• **Article**
····················

Preliminary Notes on Open-Source Variant Performance, Qiegang Long, March 2026.

This compared shredded and unshredded variant performance with raw JSON, using spark and iceberg tables, using 4M rows of the real-world semi-structured GitHub Archive (GHA) dataset as test data.

The fastest format for querying data was JSON in Spark tables; the worst a shredded variant in a Spark Native table.

As of March 2026, if you are expecting a massive, out-of-the-box performance leap by simply switching to Variant in open-source Spark 4, our preliminary results suggest the engine implementations and defaults might still need some time to mature.

“The Evolution of Semi-Structured Data: Moving from JSON Strings to Iceberg V3 Variants”, April 2026. Arun Shanmugam and Suthan Phillips here report a 10x speedup using VARIANT over JSON blobs, and 95% I/O reduction.

Variant: Performance/Storage Efficiency

This was on a dataset of 5M rows with 41 kb of JSON data nested in each row, processed through Amazon EMR.

····················

• **Recorded data**
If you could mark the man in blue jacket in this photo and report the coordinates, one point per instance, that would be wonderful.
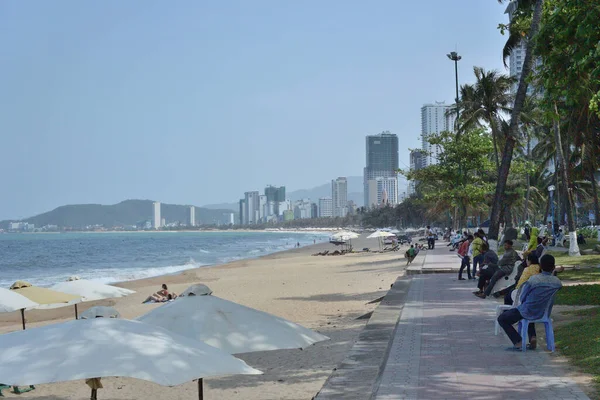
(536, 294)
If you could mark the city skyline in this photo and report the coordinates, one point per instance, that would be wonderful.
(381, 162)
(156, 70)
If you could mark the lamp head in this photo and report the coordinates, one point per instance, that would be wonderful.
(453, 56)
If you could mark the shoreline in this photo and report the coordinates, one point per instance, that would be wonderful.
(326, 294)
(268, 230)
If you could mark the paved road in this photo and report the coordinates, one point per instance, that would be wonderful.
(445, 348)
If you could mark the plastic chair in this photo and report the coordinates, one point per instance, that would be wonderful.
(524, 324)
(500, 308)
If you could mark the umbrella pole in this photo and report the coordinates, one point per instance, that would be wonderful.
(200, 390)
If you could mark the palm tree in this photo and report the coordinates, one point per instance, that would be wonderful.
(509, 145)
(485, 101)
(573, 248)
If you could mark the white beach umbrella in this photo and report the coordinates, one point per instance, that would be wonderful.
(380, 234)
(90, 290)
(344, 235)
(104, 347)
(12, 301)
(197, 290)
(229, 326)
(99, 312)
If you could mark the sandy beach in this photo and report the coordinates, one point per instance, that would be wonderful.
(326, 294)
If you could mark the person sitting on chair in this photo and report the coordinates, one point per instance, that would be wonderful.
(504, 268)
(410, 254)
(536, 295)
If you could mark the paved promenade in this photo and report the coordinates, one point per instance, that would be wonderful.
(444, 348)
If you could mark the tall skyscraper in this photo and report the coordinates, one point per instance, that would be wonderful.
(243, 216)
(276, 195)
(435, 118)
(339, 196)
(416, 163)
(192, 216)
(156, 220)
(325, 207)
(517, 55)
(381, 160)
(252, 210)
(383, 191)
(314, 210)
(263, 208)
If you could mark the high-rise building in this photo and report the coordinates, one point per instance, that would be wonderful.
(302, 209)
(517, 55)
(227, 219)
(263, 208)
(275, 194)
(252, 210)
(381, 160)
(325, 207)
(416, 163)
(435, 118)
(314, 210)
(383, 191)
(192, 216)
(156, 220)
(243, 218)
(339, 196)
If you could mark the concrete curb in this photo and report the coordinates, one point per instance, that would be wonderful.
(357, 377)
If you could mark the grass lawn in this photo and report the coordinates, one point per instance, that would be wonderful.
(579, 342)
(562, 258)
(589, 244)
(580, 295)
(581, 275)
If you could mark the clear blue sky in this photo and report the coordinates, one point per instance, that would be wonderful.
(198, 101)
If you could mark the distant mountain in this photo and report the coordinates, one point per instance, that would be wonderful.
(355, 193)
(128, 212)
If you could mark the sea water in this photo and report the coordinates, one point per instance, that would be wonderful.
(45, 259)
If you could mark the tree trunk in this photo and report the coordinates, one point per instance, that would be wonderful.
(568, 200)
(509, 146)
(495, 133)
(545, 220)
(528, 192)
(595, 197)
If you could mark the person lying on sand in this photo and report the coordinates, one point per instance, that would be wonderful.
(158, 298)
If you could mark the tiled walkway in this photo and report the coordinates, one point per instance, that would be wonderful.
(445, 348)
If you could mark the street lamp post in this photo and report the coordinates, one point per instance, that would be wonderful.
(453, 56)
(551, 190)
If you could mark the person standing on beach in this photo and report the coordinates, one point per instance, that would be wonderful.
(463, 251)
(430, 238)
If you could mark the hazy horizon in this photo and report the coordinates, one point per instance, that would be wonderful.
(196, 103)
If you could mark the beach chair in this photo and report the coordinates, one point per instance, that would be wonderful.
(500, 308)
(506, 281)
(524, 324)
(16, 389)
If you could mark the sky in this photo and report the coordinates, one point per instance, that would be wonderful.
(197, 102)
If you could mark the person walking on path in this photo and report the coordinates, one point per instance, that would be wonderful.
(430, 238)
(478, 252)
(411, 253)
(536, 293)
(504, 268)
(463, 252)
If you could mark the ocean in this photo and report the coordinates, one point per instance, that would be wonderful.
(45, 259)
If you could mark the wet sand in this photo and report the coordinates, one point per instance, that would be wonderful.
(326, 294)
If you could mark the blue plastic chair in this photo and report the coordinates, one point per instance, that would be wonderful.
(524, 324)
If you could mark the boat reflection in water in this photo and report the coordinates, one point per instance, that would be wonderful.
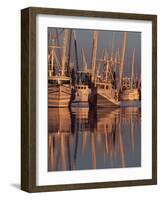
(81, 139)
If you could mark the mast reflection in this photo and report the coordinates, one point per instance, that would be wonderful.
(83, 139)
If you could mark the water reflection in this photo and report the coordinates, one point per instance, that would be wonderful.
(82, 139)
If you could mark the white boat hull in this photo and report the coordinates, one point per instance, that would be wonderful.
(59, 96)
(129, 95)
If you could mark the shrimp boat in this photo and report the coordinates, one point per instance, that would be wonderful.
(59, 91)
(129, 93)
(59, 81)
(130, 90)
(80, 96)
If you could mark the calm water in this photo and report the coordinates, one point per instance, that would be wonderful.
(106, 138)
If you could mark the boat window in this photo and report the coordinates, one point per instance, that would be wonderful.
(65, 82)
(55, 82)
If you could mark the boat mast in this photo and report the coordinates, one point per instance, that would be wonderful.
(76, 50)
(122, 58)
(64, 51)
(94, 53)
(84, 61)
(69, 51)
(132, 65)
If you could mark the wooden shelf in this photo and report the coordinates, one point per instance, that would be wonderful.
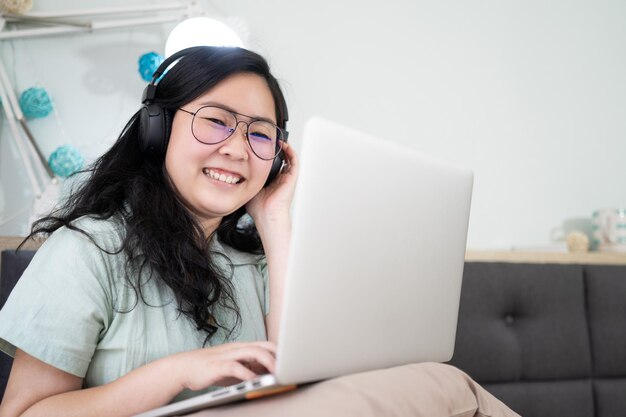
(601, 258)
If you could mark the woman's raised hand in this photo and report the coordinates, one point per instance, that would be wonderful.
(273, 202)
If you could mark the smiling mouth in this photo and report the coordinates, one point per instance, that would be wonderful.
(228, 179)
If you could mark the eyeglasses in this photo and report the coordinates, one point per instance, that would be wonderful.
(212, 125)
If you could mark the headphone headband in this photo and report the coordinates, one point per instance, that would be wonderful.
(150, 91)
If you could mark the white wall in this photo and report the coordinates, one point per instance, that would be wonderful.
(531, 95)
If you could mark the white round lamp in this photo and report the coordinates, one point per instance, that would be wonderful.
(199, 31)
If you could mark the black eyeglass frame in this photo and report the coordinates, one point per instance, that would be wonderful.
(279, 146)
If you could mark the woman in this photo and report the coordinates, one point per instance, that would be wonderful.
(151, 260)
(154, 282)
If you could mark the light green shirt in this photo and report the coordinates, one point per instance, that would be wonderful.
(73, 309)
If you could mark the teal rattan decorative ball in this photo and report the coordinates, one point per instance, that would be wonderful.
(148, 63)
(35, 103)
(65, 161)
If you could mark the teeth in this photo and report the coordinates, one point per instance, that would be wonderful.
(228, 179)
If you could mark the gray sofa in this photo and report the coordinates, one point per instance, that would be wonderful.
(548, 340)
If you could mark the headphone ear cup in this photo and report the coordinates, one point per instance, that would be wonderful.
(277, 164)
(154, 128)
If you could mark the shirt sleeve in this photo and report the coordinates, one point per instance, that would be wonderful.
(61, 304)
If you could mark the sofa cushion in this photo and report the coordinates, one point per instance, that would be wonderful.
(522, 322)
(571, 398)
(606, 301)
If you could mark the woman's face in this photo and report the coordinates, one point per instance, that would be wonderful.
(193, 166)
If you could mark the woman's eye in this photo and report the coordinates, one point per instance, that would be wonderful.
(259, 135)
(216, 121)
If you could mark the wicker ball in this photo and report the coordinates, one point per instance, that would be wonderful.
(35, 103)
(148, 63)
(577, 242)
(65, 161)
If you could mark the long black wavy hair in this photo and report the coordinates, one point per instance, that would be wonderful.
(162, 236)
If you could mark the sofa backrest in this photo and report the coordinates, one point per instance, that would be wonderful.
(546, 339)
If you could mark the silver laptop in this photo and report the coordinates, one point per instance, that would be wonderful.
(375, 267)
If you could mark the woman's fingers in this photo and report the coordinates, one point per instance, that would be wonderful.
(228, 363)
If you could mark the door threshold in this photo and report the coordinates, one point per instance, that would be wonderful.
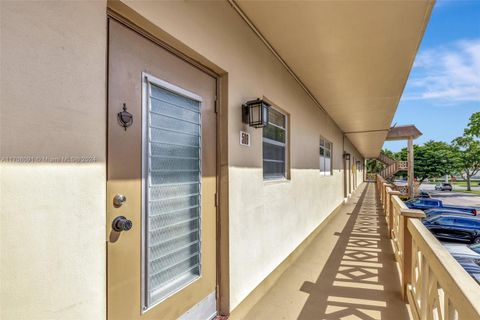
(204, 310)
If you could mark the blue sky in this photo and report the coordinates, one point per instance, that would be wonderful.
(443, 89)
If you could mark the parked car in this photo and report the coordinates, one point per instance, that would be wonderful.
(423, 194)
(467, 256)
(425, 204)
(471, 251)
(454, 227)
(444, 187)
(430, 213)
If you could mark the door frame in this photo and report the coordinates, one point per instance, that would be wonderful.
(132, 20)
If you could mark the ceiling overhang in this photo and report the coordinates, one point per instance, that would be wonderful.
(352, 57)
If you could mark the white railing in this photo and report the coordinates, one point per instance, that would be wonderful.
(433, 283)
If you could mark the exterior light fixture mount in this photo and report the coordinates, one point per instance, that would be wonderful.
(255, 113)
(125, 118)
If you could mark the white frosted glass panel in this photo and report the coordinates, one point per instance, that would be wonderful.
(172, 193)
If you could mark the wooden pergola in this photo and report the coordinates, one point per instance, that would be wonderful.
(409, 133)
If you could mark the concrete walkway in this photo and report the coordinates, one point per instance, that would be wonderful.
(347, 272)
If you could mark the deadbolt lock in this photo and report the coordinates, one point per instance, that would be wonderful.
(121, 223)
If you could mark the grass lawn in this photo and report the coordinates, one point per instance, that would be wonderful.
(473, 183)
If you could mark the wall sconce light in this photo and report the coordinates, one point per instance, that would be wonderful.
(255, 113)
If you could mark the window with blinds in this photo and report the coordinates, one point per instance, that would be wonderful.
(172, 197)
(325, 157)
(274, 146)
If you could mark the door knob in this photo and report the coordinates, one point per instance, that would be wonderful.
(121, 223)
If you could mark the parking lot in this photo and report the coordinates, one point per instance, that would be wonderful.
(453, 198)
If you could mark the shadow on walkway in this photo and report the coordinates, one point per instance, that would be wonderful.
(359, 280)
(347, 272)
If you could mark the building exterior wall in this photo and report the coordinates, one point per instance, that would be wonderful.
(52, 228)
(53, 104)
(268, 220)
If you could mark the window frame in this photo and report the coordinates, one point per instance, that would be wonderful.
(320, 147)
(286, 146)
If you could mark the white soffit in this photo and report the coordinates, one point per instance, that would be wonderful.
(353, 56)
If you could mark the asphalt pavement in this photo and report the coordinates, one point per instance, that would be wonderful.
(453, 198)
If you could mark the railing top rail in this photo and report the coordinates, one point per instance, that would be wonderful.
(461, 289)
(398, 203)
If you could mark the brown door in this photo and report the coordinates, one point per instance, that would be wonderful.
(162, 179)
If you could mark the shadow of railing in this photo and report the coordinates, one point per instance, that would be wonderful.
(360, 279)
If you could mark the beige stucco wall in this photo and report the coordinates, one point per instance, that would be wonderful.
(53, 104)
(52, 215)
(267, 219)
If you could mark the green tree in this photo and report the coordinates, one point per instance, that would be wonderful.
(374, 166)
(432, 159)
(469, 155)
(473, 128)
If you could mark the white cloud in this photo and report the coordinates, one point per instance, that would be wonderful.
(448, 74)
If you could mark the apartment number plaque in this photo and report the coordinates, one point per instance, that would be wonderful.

····················

• **Actions to take**
1 > Answer these questions from the notes on Variant performance:
(a) How many rows of the GitHub Archive dataset served as test data in the preliminary comparison?
(b) Which format performed worst for querying data?
(c) What speedup did Arun Shanmugam and Suthan Phillips report for VARIANT over JSON blobs?
2 > Write down the notes on Variant performance from "The fastest format" up to and including "95% I/O reduction.", word for word.
Answer using only the notes on Variant performance.

• **Exercise results**
1 >
(a) 4M rows.
(b) A shredded variant in a Spark Native table.
(c) A 10x speedup.

2 >
The fastest format for querying data was JSON in Spark tables; the worst a shredded variant in a Spark Native table.

As of March 2026, if you are expecting a massive, out-of-the-box performance leap by simply switching to Variant in open-source Spark 4, our preliminary results suggest the engine implementations and defaults might still need some time to mature.

“The Evolution of Semi-Structured Data: Moving from JSON Strings to Iceberg V3 Variants”, April 2026. Arun Shanmugam and Suthan Phillips here report a 10x speedup using VARIANT over JSON blobs, and 95% I/O reduction.